What you are asked to do -
Please set out every line of the records below as a Markdown table with the columns Row and Line, numbering the rows in order and leaving out blank lines.

Records -
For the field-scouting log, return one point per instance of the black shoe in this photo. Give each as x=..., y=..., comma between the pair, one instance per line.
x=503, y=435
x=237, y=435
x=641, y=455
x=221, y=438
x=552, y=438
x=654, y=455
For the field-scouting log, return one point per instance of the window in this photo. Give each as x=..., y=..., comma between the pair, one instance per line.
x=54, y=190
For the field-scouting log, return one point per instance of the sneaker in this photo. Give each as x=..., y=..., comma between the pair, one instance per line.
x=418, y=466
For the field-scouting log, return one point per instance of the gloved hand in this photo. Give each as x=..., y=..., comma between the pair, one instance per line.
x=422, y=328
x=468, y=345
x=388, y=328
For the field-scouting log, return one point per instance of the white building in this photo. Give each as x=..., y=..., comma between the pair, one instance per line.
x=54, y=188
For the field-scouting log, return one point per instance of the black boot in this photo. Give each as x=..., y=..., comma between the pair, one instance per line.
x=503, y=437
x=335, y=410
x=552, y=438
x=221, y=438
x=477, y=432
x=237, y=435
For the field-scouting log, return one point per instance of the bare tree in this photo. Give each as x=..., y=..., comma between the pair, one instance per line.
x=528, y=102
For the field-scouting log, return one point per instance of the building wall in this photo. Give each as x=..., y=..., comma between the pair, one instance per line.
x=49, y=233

Reply to the exercise -
| Row | Line |
|---|---|
| 1 | For the field-scouting log, return one point per instance of the black shoe in this photo. Give each as x=..., y=..., comma between the pair, one instance per line. |
| 2 | x=503, y=435 |
| 3 | x=237, y=435 |
| 4 | x=641, y=455 |
| 5 | x=221, y=438 |
| 6 | x=552, y=438 |
| 7 | x=654, y=455 |
| 8 | For the field-scouting log, return one point per instance of the window in this photo. Give each as x=..., y=..., comma between the pair, one instance per line. |
| 9 | x=54, y=190 |
| 10 | For the field-scouting log, return one point per instance of the sneaker in this photo. Give each as x=..., y=..., comma between the pair, one instance per line. |
| 11 | x=418, y=466 |
| 12 | For the field-scouting log, return one point per instance of the gloved hand in this photo. Give each as x=..., y=..., comma between the pair, one instance per line. |
| 13 | x=422, y=328 |
| 14 | x=468, y=345 |
| 15 | x=388, y=328 |
| 16 | For the field-scouting log, return one point per instance of the white building in this photo. Give each as x=..., y=..., comma between the pair, one instance per line. |
| 17 | x=54, y=188 |
| 18 | For the field-scouting log, return one point per instance of the black boot in this photo. Give each as x=..., y=..., comma between the pair, one instance per line. |
| 19 | x=503, y=437 |
| 20 | x=335, y=410 |
| 21 | x=552, y=438 |
| 22 | x=221, y=438 |
| 23 | x=477, y=432 |
| 24 | x=237, y=435 |
| 25 | For the field-scouting log, return one point per instance of the bare tree in this photo. Give each as x=..., y=..., comma between the pair, one instance per line. |
| 26 | x=528, y=102 |
| 27 | For the field-scouting log, return one point per instance of the building wall in this photo. Give each as x=..., y=..., comma between the pair, one instance per line. |
| 28 | x=49, y=233 |